◆ **TASK PROMPT**
Print the material below word for word, from its beginning through the line containing "column 168, row 173", including that line. Leave out the pictures.

Recorded data:
-----

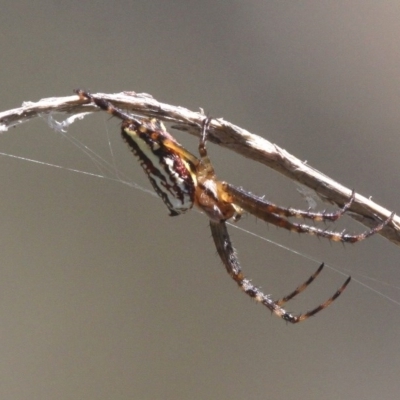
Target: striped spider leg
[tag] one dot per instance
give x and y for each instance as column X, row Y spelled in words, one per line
column 183, row 180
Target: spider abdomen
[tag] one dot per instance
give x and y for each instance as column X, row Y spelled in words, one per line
column 168, row 173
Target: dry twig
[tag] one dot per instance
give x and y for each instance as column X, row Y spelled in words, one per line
column 224, row 134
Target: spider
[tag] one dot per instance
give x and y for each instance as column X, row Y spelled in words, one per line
column 183, row 180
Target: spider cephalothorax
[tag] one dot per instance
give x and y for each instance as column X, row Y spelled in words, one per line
column 183, row 180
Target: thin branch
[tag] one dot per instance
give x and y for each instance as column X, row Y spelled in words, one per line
column 226, row 135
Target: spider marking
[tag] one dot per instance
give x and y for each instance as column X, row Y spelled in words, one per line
column 183, row 180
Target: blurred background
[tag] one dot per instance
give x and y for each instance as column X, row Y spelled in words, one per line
column 103, row 295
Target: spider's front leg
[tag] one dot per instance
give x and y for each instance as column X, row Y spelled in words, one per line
column 209, row 195
column 229, row 258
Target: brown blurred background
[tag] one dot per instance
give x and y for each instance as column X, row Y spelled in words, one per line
column 103, row 296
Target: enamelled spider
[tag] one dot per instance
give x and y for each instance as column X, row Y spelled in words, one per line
column 183, row 180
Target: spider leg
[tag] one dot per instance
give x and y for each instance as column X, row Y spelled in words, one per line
column 266, row 211
column 301, row 287
column 254, row 202
column 229, row 258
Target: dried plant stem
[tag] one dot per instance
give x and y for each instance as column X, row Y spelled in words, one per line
column 224, row 134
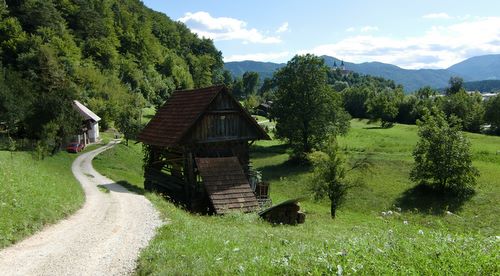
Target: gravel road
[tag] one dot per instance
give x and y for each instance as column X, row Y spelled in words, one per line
column 104, row 237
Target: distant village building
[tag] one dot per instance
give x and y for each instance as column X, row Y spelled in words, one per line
column 89, row 132
column 198, row 152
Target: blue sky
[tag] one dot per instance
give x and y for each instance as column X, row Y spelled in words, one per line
column 410, row 34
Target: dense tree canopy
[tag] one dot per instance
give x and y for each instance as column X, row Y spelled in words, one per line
column 305, row 108
column 442, row 156
column 107, row 54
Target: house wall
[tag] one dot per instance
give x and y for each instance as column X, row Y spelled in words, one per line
column 223, row 121
column 93, row 132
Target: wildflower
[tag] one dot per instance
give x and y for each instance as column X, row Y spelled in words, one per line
column 341, row 253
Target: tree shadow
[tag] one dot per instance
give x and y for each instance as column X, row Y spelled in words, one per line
column 427, row 200
column 288, row 168
column 374, row 127
column 125, row 184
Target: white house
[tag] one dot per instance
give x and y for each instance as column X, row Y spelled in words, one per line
column 90, row 124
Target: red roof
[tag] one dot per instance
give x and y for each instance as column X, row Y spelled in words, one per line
column 181, row 111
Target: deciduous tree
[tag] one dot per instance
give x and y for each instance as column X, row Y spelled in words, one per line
column 442, row 155
column 305, row 108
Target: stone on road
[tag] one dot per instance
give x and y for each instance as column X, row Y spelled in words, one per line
column 104, row 237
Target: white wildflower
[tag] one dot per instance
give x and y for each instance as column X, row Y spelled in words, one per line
column 341, row 253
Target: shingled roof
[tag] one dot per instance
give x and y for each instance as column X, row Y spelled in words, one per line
column 180, row 113
column 226, row 184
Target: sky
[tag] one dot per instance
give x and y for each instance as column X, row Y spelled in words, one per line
column 410, row 34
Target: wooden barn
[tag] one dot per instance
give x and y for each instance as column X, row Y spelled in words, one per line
column 89, row 132
column 197, row 151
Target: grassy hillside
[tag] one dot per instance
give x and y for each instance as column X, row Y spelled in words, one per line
column 35, row 193
column 421, row 238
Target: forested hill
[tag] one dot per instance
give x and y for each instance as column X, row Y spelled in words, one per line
column 114, row 56
column 473, row 69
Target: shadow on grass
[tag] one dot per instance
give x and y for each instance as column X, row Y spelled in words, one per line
column 428, row 200
column 288, row 168
column 125, row 184
column 274, row 149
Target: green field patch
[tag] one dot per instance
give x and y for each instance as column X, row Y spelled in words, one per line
column 387, row 225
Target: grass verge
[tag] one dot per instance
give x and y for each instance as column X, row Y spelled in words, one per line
column 35, row 193
column 417, row 238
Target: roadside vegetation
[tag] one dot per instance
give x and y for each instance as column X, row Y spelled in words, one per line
column 34, row 193
column 387, row 225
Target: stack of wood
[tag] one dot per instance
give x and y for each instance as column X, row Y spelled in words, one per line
column 287, row 212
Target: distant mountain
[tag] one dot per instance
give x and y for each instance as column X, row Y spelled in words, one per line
column 473, row 69
column 265, row 69
column 485, row 86
column 478, row 68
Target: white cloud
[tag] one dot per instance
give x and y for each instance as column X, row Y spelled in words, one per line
column 439, row 47
column 224, row 28
column 278, row 56
column 440, row 15
column 283, row 28
column 366, row 29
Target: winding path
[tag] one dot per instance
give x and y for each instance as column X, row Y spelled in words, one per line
column 104, row 237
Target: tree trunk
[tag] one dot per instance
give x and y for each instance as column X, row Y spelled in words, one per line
column 333, row 209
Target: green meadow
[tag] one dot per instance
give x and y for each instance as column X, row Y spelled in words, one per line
column 419, row 233
column 35, row 193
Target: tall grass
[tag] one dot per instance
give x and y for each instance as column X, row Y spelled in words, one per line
column 35, row 193
column 417, row 236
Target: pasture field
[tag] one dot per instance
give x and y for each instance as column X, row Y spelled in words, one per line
column 424, row 234
column 35, row 193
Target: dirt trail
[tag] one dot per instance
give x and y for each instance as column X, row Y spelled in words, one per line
column 104, row 237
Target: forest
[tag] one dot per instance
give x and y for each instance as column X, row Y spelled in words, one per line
column 114, row 56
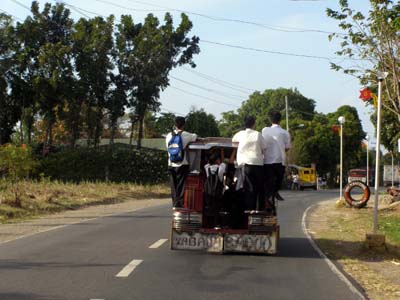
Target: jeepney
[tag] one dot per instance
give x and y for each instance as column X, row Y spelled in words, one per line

-----

◆ **SOLUTION**
Target: striped spider leg
[tag] one dot per instance
give x and y for each instance as column X, row Y spelled in words, one per line
column 183, row 180
Target: spider abdomen
[tag] one dot per instance
give x and y for each instance as column X, row Y spelled in words, one per line
column 168, row 173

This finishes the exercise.